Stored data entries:
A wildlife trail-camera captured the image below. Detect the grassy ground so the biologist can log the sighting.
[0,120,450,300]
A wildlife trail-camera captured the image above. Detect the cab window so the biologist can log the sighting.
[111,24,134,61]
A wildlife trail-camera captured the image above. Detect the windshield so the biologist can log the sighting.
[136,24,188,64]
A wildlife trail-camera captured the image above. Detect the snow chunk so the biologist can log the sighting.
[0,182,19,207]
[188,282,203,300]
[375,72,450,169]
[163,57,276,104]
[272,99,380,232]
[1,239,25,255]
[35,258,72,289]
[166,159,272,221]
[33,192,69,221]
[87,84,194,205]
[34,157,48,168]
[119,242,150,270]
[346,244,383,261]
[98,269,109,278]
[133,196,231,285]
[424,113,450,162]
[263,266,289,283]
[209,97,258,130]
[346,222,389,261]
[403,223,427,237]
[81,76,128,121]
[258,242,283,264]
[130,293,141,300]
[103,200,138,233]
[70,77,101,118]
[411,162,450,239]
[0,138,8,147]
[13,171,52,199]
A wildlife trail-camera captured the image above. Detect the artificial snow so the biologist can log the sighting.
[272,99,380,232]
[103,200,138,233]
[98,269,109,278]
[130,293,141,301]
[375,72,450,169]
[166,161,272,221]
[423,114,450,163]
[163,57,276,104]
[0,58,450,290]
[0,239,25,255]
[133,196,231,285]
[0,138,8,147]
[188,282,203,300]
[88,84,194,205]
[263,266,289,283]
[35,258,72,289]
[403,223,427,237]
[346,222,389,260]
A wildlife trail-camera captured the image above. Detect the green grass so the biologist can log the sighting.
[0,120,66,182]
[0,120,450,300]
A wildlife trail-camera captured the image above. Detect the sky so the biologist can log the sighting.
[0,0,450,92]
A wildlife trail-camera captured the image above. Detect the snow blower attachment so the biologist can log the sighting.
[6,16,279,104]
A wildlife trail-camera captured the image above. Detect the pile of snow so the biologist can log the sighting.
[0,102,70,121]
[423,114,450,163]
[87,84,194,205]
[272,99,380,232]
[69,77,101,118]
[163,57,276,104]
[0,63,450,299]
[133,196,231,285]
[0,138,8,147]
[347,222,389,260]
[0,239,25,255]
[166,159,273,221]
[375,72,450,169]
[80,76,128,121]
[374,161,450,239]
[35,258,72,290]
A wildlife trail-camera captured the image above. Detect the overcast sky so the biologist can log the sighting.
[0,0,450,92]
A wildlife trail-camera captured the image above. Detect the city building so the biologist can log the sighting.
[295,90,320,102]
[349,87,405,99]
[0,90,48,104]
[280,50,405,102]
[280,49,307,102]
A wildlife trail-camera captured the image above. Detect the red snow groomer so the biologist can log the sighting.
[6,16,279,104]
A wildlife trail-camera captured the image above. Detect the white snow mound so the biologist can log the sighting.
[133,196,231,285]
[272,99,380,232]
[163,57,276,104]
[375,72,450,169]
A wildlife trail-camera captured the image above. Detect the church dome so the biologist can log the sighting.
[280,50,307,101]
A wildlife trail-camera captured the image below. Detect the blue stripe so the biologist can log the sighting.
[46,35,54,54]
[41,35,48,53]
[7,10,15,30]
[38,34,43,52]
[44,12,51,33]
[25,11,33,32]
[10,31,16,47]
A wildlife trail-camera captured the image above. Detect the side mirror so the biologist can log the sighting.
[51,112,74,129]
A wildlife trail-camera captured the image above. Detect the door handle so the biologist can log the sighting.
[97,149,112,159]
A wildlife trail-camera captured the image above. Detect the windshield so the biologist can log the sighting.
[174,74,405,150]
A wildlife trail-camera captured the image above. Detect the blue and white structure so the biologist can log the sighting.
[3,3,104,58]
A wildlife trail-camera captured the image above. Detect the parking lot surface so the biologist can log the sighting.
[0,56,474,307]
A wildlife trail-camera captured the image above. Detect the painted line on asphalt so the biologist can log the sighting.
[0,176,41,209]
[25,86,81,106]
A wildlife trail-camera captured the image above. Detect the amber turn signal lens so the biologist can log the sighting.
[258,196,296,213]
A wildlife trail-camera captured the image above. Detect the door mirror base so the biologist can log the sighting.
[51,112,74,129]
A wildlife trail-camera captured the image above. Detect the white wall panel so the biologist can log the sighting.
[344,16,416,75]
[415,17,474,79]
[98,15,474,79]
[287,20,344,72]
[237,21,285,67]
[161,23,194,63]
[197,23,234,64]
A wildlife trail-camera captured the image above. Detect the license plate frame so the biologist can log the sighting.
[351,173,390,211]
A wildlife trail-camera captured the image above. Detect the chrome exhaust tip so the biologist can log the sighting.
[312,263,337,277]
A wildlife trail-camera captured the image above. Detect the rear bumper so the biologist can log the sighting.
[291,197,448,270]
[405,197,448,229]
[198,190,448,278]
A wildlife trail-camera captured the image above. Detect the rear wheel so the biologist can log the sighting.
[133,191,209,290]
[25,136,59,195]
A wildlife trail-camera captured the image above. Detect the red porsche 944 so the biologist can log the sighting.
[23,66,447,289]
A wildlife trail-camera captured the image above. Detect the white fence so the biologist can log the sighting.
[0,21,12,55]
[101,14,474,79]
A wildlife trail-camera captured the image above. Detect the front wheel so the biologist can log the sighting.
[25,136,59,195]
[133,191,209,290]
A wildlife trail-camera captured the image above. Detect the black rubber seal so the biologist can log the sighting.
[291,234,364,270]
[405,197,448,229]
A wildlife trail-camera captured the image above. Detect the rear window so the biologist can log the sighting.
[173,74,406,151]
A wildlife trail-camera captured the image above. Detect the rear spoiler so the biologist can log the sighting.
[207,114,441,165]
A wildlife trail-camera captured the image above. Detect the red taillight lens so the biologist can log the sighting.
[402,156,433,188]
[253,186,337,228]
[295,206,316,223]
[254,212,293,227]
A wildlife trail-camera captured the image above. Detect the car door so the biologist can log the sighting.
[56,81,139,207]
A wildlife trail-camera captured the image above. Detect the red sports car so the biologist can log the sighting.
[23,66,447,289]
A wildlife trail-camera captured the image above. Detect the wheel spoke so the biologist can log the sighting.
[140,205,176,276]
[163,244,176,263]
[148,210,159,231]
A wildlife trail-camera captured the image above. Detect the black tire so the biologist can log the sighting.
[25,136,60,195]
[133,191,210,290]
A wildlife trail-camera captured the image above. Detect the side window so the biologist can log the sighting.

PROBLEM DETAILS:
Extract every line of the records above and reproduce each one verbatim, in its original order.

SOLUTION:
A wildlife trail-camera captured the image below. Detect the grassy ground so the biologist can log the sighting.
[0,120,450,300]
A wildlife trail-camera captured the image above. Detect the cab window so the biologist can log the sighting.
[111,24,134,61]
A wildlife trail-camera captured the image above. Detect the windshield so the biologist can log the sighting.
[136,24,188,64]
A wildlife trail-camera captured the image above. Detect the snow chunk so the biologist can log the sighting.
[0,182,19,207]
[188,282,203,300]
[375,72,450,169]
[163,57,276,104]
[272,99,380,232]
[1,239,25,255]
[35,258,72,289]
[166,159,272,221]
[33,192,69,221]
[87,84,194,205]
[34,157,48,168]
[119,242,150,270]
[346,244,383,261]
[98,269,109,278]
[133,196,231,285]
[424,113,450,162]
[263,266,289,283]
[209,97,258,130]
[346,222,389,261]
[403,223,427,237]
[81,76,128,121]
[258,242,283,264]
[130,293,141,300]
[103,200,138,233]
[70,77,101,118]
[411,162,450,239]
[0,138,8,147]
[13,171,52,199]
A wildlife trail-camera captured the image above. Detect the artificial snow so the biologist can log the sighting.
[272,99,380,232]
[103,200,138,233]
[98,269,109,278]
[130,293,141,301]
[375,72,450,169]
[166,161,272,221]
[423,114,450,163]
[163,57,276,104]
[0,58,450,290]
[0,239,25,255]
[133,196,231,285]
[0,138,8,147]
[188,282,203,300]
[88,84,194,205]
[263,266,289,283]
[35,258,72,289]
[403,223,427,237]
[346,222,389,260]
A wildlife trail-camera captured the image above. Detect the green grass so the biologist can log the sighting.
[0,120,66,182]
[0,120,450,300]
A wildlife trail-camera captured the image above. Detect the sky so the biologist can log the sighting.
[0,0,450,92]
A wildlife trail-camera captured the image above. Detect the snow blower attachment so the biologist can log the sighting.
[6,16,279,104]
A wildlife trail-camera captured the image above. Detect the pile of snow so the biologist can log the sighting.
[0,102,70,121]
[423,114,450,163]
[87,84,194,205]
[272,99,380,232]
[69,77,101,118]
[163,57,276,104]
[0,63,450,299]
[133,196,231,285]
[0,138,8,147]
[347,222,389,260]
[0,239,25,255]
[166,159,273,221]
[375,72,450,169]
[80,76,128,121]
[374,161,450,239]
[35,258,72,290]
A wildlife trail-camera captured the image above. Detect the overcast sky so the biologist can log the sighting.
[0,0,450,92]
A wildlife trail-camera captured the image above. Detect the city building so the biologist can log the sighting.
[295,90,320,102]
[349,87,405,99]
[0,90,48,104]
[280,50,405,102]
[280,49,307,102]
A wildlife trail-camera captured the image above. Detect the red snow groomer so the biologist can log the sighting.
[6,16,279,104]
A wildlife trail-camera captured the image above. Detect the white snow mound so the biologist can log the sighting.
[133,196,231,285]
[272,99,380,232]
[163,57,276,104]
[375,72,450,169]
A wildlife trail-camera captured the image above. Detect the church dome so the biologist can log the sighting.
[280,50,307,101]
A wildlife trail-camera captured the image below. Detect the blue stripe so the biologist can log the sighting.
[46,35,54,54]
[41,35,48,53]
[7,10,15,30]
[38,34,43,52]
[44,12,51,33]
[25,11,33,32]
[10,31,16,47]
A wildlife trail-camera captured the image above. Detect the side mirror so the biologist can log the sighting.
[51,112,74,129]
A wildlife trail-camera captured the image above. Detect the door handle so the biologist can log the sighting.
[97,149,112,159]
A wildlife trail-camera captured the image above. Detect the windshield so the biologist can log the sighting.
[174,74,405,150]
A wildlife trail-camera captured the image above. Detect the blue and white structure so the biologist can log the sighting.
[3,3,104,58]
A wildlife trail-camera captured the image above. Detect the parking lot surface so the biologist can log the sighting.
[0,56,474,307]
A wildlife trail-camera captured the image above. Detect the painted line on asphalt so the biologist can log the sighting.
[0,176,41,209]
[25,86,81,106]
A wildlife trail-camera captured the image above. Detect the amber turn signal lens so the biologist can log the sighting.
[258,196,296,213]
A wildlife trail-camera captured the image above. Detect the door mirror base so the biologist can log the sighting.
[51,112,74,129]
A wildlife trail-camera captured the image above. Detect the white wall panel so the biologist can log the sighting.
[344,16,416,75]
[415,17,474,79]
[98,15,474,79]
[287,20,344,72]
[237,21,285,67]
[161,23,194,63]
[197,23,234,64]
A wildlife trail-camera captured the image above. Detect the license plate frame so the biologist can log the sighting.
[351,173,390,211]
A wildlife trail-camera captured the image above. Detect the chrome exhaust tip so the biologist can log the sighting.
[312,263,337,277]
A wildlife trail-camera captured the image above. Detect the rear bumper so the biologist can log the sighting.
[291,197,448,270]
[405,197,448,229]
[198,190,448,278]
A wildlife trail-camera captured the image above. Detect the rear wheel so the biologist can log the sighting.
[133,191,209,290]
[25,136,59,195]
A wildlife trail-camera captured the image above. Detect the red porsche 944 so the biologist can log the sighting.
[23,66,447,289]
A wildlife trail-camera captured the image above. Detect the white fence so the biologist can log the sighting.
[0,21,12,55]
[101,14,474,79]
A wildlife trail-camera captured the image above. Detect the front wheel so the biologist can log the sighting.
[25,136,59,195]
[133,191,209,290]
A wildlife trail-camera captured the image above. Detect the black rubber seal so the biologist can log the sighting.
[291,234,364,270]
[405,197,448,229]
A wildlife trail-camera captured the image above. Detect the rear window so the biologist can log the sighting.
[173,74,406,151]
A wildlife trail-camera captured the image above. Detect the rear spoiler so the biologist can log the sighting.
[207,114,441,165]
A wildlife trail-camera captured the image above. Detect the red taillight lens so the biologist can log the sighting.
[402,156,433,188]
[253,186,337,228]
[295,206,316,223]
[254,212,293,227]
A wildlife trail-camera captured the image above. Detect the car door so the biologist can log the sighting.
[56,81,139,207]
A wildlife trail-camera captured the image above. Detect the red sports car so the biologist can log the sighting.
[23,66,447,289]
A wildlife trail-camera captured the image above. Detect the wheel spoke so the biologist can log the sighting.
[140,205,176,276]
[163,244,176,263]
[148,210,159,231]
A wildlife trail-camera captured the image above. Detect the black tire so the biologist can log the sighting.
[25,136,60,195]
[133,191,210,290]
A wildlife trail-camera captured the image above. Detect the side window so the biologist can log the sighting.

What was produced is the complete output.